↓

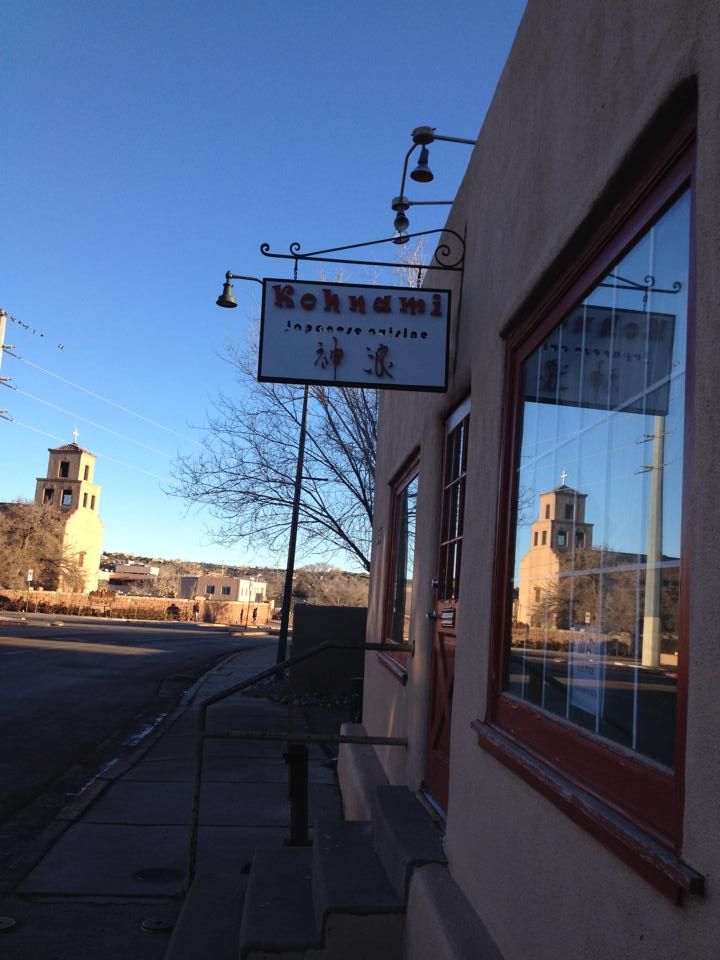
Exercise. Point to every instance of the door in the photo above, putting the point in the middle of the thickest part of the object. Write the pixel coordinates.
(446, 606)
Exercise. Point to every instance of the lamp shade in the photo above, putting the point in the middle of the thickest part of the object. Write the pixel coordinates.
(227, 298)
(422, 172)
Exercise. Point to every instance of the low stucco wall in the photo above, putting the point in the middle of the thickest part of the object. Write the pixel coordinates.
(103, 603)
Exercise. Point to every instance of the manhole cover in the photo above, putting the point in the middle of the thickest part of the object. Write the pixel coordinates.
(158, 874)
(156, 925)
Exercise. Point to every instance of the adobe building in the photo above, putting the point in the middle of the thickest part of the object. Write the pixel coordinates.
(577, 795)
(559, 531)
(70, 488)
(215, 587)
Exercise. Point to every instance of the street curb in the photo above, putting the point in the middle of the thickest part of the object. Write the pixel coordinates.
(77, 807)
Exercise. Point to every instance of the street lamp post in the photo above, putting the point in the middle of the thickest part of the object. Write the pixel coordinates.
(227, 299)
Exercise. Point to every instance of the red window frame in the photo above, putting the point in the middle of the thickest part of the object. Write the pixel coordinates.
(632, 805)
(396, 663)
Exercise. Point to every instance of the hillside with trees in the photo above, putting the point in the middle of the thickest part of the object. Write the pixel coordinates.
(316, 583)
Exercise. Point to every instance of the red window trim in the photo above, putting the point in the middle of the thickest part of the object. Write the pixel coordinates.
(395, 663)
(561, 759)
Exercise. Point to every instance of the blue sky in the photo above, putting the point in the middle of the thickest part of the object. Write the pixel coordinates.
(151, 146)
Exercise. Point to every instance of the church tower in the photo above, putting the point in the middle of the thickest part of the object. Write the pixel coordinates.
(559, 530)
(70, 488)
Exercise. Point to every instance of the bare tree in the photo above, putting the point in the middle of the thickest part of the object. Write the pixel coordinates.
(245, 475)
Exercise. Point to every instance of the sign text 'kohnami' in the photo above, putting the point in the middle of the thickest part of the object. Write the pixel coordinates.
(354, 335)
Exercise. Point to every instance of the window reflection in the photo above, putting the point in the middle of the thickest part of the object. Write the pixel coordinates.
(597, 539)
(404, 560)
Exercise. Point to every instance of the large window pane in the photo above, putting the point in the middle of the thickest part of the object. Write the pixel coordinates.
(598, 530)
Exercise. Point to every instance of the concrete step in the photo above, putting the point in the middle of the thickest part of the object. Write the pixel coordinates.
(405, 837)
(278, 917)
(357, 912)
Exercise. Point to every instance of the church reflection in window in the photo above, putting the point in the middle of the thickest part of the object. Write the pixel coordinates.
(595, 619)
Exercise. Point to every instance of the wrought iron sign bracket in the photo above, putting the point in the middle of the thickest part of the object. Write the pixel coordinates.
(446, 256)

↑

* _Task description_: Starting with the line that contains "Exercise. Point to every instance of the wrought" and going on through the last line of the entries, render those lines as a numbered list with blank lines left out.

* _The answer_:
1. Exercise. Point to every instance of the wrought iron sign bracket in the photo above, putting the point in the middle of the thickest part of the object. Write the pixel coordinates.
2. (446, 256)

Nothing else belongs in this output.